**Exercise instructions**
Rewrite the data below, replacing each "query" with "prompt" and changing nothing else.

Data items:

+++++

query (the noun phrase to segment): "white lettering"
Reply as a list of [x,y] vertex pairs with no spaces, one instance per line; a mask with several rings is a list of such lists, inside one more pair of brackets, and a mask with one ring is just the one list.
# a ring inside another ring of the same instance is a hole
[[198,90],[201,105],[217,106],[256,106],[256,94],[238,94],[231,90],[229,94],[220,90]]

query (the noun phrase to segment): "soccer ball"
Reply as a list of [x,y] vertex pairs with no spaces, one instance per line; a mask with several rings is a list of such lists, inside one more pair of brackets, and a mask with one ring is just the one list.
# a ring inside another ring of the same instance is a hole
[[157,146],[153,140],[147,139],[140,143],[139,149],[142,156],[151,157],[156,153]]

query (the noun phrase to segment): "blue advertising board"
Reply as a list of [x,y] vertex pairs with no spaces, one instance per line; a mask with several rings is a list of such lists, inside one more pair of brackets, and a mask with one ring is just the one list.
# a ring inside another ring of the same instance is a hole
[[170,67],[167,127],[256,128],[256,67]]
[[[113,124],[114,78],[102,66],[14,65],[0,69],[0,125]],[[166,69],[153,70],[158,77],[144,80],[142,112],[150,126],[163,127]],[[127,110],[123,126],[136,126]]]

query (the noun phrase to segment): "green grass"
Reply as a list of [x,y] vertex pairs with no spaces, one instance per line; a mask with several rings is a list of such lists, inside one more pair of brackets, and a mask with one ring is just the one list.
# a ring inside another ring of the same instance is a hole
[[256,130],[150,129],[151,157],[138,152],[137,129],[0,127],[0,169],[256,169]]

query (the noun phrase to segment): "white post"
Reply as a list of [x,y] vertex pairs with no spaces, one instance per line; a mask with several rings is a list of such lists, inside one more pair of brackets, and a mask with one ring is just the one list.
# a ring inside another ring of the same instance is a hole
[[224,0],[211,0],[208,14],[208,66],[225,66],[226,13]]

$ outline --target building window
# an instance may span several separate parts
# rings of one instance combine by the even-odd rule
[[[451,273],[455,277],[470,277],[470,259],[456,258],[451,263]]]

+++++

**Problem solution**
prompt (the noun phrase to segment): "white lettering"
Reply as a list of [x,y] vertex pairs with no spaces, one instance per line; a mask with several rings is a list of such lists, inside one more pair of brackets, and a mask with one ring is just the one list.
# a ring inside another ring of the same instance is a hole
[[198,90],[201,105],[217,106],[256,106],[256,94],[238,94],[231,90],[229,94],[220,90]]

prompt (the noun phrase to segment): "soccer ball"
Reply as a list of [x,y] vertex pairs with no spaces, one instance per line; a mask with several rings is a list of such lists, inside one more pair of brackets, and a mask with one ring is just the one list.
# a ring inside another ring of the same instance is a hole
[[157,146],[153,140],[147,139],[140,143],[139,149],[142,156],[151,157],[156,153]]

prompt (the noun phrase to segment): "blue advertising board"
Reply as a list of [x,y] vertex pairs with no spaces, one instance per line; a mask with several rings is a list of such lists, inside one more pair of brackets, and a mask with one ring is just the one list.
# a ring inside another ring of the same instance is a hole
[[170,67],[167,127],[256,128],[256,67]]
[[[113,124],[114,78],[102,66],[14,65],[0,69],[0,125]],[[166,69],[153,70],[158,77],[144,80],[142,112],[150,126],[163,127]],[[127,110],[123,126],[136,126]]]

prompt (the noun phrase to segment): "green grass"
Reply as a list of [x,y] vertex pairs with no spaces, one instance per line; a mask with several rings is a list of such lists, inside one more pair of brackets, and a mask with one ring is just the one list.
# a ring inside another ring of the same instance is a hole
[[256,130],[150,129],[151,157],[138,152],[137,129],[0,127],[0,169],[256,169]]

prompt (the noun phrase to segment): "white post"
Reply as a list of [x,y] vertex pairs with no spaces, one instance per line; a mask with several rings is a list of such lists, inside one more pair of brackets, and a mask with one ring is just the one list.
# a ring inside another ring of the same instance is a hole
[[224,0],[211,0],[208,14],[208,66],[225,66],[226,13]]

$ outline --target building window
# an instance may span several separate parts
# rings of one instance combine by the even-odd rule
[[[451,273],[455,277],[470,277],[470,259],[456,258],[451,263]]]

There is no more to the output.